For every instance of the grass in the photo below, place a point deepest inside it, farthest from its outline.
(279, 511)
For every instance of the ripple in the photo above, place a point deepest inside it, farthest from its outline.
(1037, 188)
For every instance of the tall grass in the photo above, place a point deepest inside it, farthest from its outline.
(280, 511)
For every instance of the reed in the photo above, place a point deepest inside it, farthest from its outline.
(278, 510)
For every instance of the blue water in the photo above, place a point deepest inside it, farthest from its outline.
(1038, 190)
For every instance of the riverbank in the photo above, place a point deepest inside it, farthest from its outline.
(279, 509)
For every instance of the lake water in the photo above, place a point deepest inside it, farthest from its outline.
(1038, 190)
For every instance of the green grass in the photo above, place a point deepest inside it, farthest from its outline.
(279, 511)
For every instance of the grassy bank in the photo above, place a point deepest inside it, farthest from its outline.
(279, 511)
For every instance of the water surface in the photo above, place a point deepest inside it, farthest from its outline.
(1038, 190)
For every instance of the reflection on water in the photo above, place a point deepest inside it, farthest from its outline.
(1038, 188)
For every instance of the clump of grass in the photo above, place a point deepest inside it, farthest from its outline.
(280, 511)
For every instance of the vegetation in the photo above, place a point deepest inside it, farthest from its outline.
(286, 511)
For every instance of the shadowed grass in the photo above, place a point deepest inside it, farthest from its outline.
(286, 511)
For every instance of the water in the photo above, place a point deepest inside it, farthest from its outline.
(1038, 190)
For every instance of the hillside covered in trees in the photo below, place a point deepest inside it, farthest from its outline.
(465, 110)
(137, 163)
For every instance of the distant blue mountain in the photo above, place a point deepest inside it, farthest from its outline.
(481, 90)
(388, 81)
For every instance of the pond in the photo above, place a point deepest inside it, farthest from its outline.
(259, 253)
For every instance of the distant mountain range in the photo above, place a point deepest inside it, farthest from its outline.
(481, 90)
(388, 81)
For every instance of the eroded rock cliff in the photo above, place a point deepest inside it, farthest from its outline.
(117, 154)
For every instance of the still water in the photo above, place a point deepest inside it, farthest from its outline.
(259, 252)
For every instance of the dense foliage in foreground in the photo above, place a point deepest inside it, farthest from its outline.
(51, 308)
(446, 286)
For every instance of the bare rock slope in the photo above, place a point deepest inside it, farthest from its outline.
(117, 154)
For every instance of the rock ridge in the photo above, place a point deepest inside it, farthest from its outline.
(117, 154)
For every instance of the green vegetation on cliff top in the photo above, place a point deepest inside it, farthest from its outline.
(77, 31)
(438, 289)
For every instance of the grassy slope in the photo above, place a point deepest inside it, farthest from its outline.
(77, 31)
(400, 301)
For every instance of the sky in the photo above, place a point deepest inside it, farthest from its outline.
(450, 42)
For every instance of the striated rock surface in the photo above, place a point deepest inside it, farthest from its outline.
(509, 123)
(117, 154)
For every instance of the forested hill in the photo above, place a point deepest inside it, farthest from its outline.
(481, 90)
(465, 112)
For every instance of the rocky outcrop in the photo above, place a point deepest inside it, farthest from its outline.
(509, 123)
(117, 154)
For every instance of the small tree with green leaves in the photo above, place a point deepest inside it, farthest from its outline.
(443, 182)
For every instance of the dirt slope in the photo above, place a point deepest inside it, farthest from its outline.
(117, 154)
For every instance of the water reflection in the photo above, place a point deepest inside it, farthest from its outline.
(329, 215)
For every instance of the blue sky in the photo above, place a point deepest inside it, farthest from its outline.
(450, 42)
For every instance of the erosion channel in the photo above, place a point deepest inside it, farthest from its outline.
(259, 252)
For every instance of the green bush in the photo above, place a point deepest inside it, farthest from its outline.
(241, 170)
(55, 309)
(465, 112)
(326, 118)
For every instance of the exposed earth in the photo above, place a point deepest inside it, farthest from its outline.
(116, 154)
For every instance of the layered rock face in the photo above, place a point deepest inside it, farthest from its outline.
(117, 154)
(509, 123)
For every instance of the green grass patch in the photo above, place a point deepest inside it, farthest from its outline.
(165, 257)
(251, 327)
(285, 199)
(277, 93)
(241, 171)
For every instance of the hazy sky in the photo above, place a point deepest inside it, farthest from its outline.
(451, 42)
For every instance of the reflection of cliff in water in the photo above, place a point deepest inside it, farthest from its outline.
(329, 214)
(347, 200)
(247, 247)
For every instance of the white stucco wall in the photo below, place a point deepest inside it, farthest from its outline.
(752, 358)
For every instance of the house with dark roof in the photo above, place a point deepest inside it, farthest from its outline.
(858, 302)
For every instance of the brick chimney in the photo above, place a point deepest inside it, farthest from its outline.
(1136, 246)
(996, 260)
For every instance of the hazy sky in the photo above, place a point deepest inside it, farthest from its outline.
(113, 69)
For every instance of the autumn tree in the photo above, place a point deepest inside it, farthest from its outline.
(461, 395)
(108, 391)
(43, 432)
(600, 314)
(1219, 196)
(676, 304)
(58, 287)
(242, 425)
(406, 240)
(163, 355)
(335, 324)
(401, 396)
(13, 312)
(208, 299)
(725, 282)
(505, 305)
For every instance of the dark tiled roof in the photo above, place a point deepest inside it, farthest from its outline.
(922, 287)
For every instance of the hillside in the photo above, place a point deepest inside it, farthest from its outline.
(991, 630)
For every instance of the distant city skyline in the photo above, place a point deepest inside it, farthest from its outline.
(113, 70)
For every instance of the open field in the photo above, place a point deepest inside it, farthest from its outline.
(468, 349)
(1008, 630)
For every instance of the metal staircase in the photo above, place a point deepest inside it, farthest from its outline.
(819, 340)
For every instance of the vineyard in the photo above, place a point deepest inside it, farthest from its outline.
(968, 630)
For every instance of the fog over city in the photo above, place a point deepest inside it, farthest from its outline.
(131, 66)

-- Given problem --
Retype every one of the entries above word for word, keeping each line as it appears.

-- Complete answer --
For every instance of the grass in the photo below, place a point deepest inside it, farthest from its outline.
(279, 511)
For every instance of the ripple in the photo above, place a point deepest inside it, farthest from its outline.
(1037, 188)
For every instance of the tall grass in the photo above, place a point deepest inside it, farthest from its outline.
(280, 511)
For every instance of the reed in the photo above, place a point deepest inside it, farthest from its outline.
(278, 510)
For every instance of the blue water in the photo above, place a point deepest inside it, farthest from its outline.
(1038, 190)
For every instance of the riverbank in the photo above, place a point deepest inside it, farthest from its outline.
(279, 509)
For every instance of the lake water in the photo above, place a point deepest inside it, farthest from its outline.
(1038, 190)
For every instance of the green grass in the photo above, place a point deepest inside it, farthest from its outline.
(279, 511)
For every instance of the grassy bank in the photo above, place a point deepest inside it, farthest from its outline.
(279, 511)
For every instance of the water surface in the photo above, place a point deepest inside it, farthest from its outline.
(1038, 190)
For every instance of the reflection on water in the photo above, place a point deepest inside it, farthest from its outline.
(1038, 188)
For every instance of the clump of grass in the photo above, place a point deepest inside it, farthest from its outline.
(280, 511)
For every instance of the vegetation in the photo above, place a point deepest inside it, farthest from its outline.
(286, 511)
For every instance of the shadowed grass in the photo above, place a point deepest inside it, farthest from its outline.
(286, 511)
For every instance of the water in the photo above, place a point deepest inside it, farthest from its outline.
(1038, 190)
For every instance of the hillside covered in trees in the photo below, place a point deepest inside it, farthest from its outline.
(465, 110)
(137, 163)
For every instance of the distant blue mountain in the photo above, place a point deepest inside it, farthest from its outline.
(481, 90)
(388, 81)
For every instance of the pond in the photo above, place a point deepest inside it, farthest from its outline.
(259, 253)
For every instance of the distant mountain range in the photo above, place a point deepest inside it, farthest from its outline.
(481, 90)
(388, 81)
For every instance of the eroded rock cliff in the photo above, place a point deepest inside it, farthest from its outline.
(117, 154)
For every instance of the still water in the photo above, place a point deepest inside it, farthest from its outline.
(259, 252)
For every instance of the dense foliage in foreground in the photo above, place a point deepest inside it, farthest from its outline.
(51, 308)
(446, 286)
For every instance of the bare rock slope in the photo above, place a point deepest inside it, farthest from its outline.
(117, 154)
For every instance of the rock ridge in the photo above, place a point deepest inside it, farthest from its outline.
(117, 154)
For every instance of the green vegetation on cliff top in the photo above, place a point deepest inside it, farthest from its outline.
(77, 31)
(438, 289)
For every instance of the grassy slope in the photo above, place a point deepest inside it, farthest from its outline.
(77, 31)
(400, 301)
For every instance of the sky in the photo above, place a point deepest inside it, farthest from its outline.
(450, 42)
For every instance of the striated rock surface in the photo above, place a point deepest inside it, farthest from its outline.
(509, 123)
(117, 154)
For every instance of the forested hill in the photo above, place a point deepest inside it, farthest from its outline.
(481, 90)
(465, 112)
For every instance of the rocky outcrop in the photo above, place a point deepest inside it, farthest from its outline.
(509, 123)
(117, 154)
For every instance of the small tree with green leaves in the photo above, place a point deepest inside it, farthest from its outline.
(443, 182)
For every instance of the dirt slope in the photo above, place a point deepest inside it, farthest from its outline.
(117, 154)
For every instance of the water reflection in the photo above, place a point deepest inside it, farthest from its outline.
(329, 215)
For every instance of the blue sky in the photo above, place a point deepest inside it, farthest from its outline.
(450, 42)
For every instance of the erosion channel in the photo above, place a point deepest inside it, farthest from its outline.
(259, 252)
For every instance of the green bush in the photo above, place a point deepest inside it, farthest from its outline.
(241, 170)
(55, 309)
(465, 112)
(326, 118)
For every instance of the exposed earth in the photo above, place a point deepest inside it, farthest from its outline.
(116, 154)
For every instance of the layered rock face in the photo above, place a point deepest inside it, farthest from its outline.
(117, 154)
(509, 123)
For every instance of the green grass patch in the photo above, place a point deepest inside it, farthest from its outline.
(165, 257)
(251, 327)
(285, 199)
(277, 93)
(241, 171)
For every instance of the hazy sky in the photo above, place a point deepest inside it, farthest from its outline.
(451, 42)
For every instance of the reflection of cliff in water in the photo above, place a point deepest inside it, farthest from its outline.
(329, 214)
(347, 200)
(247, 247)
For every instance of the white stucco wall in the photo below, place a point deepest inside it, farthest from its outline.
(752, 358)
For every instance of the house with dark roof in the photo above, place a point deepest inside it, farthest from its outline.
(858, 302)
For every instance of the brick chimney in the photo above, place a point deepest inside it, farthest from its outline.
(1136, 246)
(996, 260)
For every instance of the hazy sky in the photo above, place a point deepest inside it, farthest from its outline.
(113, 69)
For every instance of the autumn tree in the photo above, place a point deepest inside it, farthest from its outline.
(461, 395)
(108, 391)
(43, 432)
(600, 314)
(1219, 196)
(676, 304)
(58, 287)
(242, 425)
(406, 240)
(163, 355)
(335, 324)
(401, 396)
(13, 312)
(208, 299)
(725, 282)
(505, 305)
For every instance of the dark tiled roof in the photo above, place a point deepest inside it, farthest from its outline.
(922, 287)
For every instance of the hillside in the photo above, place a point deepest inside it, farthest from its outline.
(991, 630)
For every instance of the distant city skyline in the photo above, place a point deepest inside it, farthest from its outline.
(113, 70)
For every instance of the open field in the photo above, place a point deepest inside it, farthest from its outline.
(468, 349)
(1008, 630)
For every instance of the metal staircase in the photo above, place a point deepest inside it, farthest from its outline.
(819, 340)
For every instance of the vineyard in the photo above, place a point deepest inside it, farthest from its outline.
(968, 630)
For every instance of the fog over city in the photo above, place a point deepest inside it, farthest from its outline.
(131, 66)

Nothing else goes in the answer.